**Excerpted passage**
★ ★ ★ ★ ★ ★ ★

Services inflation has also been rising rapidly. Much of this is comprises higher hairdressers charges, but a large proportion is also administered prices in the public sector, particularly in education, training and hospital charges. The Government has of course announced a halt to any price rises in the public sector and the figures in the next few months will be examined closely to see to what extent this is working.

Dr McLaughlin added that the other big factor in the July figures will the extent of the summer sales. Anecdotally, large reductions were seen in clothing and footwear in particular. But of course all will depend on how large these reductions were compared with July 1999.

Falling petrol prices are likely to push the index back down according to Dr McLaughlin, but Mr Power argues that the full effect will not be felt, because many garages had not cut their prices on the day the Central Statistics Office did the pricing. That is one of the main differences between the large variation in forecasts between the two economists.

★ ★ ★ ★ ★ ★ ★

**Check your understanding**
**1)** Translate this sentence from the passage on inflation into French: "Anecdotally, large reductions were seen in clothing and footwear in particular."
**2)** Continue the passage on inflation, picking up after its final sentence.
The stored lines that come next are not required for either task.

(Stored records)

★ ★ ★ ★ ★ ★ ★

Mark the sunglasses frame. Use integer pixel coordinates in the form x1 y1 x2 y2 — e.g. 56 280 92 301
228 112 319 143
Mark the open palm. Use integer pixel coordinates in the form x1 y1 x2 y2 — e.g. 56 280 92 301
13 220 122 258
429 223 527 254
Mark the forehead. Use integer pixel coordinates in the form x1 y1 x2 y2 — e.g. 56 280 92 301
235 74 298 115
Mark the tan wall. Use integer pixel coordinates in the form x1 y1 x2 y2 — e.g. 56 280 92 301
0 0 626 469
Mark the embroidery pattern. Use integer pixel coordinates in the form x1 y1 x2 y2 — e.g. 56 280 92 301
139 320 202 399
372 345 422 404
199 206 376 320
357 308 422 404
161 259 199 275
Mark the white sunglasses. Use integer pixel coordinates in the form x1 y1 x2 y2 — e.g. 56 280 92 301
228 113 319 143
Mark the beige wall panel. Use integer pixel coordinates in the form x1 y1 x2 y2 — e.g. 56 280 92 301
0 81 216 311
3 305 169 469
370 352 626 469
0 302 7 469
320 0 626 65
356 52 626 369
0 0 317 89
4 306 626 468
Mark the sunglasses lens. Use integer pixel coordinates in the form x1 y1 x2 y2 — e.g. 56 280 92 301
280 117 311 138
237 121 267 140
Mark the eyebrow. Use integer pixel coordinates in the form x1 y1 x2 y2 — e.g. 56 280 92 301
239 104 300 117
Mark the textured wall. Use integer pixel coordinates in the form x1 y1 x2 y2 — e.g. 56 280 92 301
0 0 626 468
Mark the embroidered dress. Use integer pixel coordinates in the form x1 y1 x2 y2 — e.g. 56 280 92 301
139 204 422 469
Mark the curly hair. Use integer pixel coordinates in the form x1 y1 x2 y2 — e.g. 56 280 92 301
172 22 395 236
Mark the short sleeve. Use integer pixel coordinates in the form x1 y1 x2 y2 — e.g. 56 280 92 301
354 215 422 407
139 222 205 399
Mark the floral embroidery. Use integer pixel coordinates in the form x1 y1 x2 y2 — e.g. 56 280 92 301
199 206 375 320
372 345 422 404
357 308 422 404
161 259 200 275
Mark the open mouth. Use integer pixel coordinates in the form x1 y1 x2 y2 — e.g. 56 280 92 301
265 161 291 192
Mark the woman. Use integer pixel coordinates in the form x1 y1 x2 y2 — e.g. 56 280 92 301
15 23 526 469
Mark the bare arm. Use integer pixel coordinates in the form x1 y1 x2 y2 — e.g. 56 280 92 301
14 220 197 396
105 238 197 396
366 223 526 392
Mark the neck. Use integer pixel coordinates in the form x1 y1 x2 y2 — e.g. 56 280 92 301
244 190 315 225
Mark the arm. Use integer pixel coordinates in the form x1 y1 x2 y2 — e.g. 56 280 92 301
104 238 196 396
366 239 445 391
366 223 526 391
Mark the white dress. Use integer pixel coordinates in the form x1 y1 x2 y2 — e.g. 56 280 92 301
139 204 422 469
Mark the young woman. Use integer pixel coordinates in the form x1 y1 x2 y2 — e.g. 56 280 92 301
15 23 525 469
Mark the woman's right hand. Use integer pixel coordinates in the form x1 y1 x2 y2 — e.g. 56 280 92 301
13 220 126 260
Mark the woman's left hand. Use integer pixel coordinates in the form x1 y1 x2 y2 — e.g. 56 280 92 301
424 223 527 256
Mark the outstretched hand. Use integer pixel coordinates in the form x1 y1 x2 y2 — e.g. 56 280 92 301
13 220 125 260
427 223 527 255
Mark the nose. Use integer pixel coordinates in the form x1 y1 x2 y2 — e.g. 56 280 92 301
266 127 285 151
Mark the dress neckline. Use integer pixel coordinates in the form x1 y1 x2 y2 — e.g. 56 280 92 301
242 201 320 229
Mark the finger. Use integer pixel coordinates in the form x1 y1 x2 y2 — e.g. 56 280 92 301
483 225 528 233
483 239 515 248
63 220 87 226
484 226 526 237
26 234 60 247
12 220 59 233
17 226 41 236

★ ★ ★ ★ ★ ★ ★

**Answers per task**
**1)** Selon des observations informelles, d'importantes baisses ont été constatées, en particulier dans l'habillement et les chaussures.

**2)**
Certainly, petrol prices were rising quite rapidly last year and so even a period of stable prices now would exert downward influence on the index. Rising mortgage rates will of course also have a large impact. But, overall, according to Dr McLaughlin inflation is a social and political problem and is not an economic problem in a competitive sense at all.

He pointed out that productivity is still rising so rapidly that unit labour cost are falling here and to a much greater extent than the US. Any erosion of competitiveness because of rising prices is thus still a very long way off he added.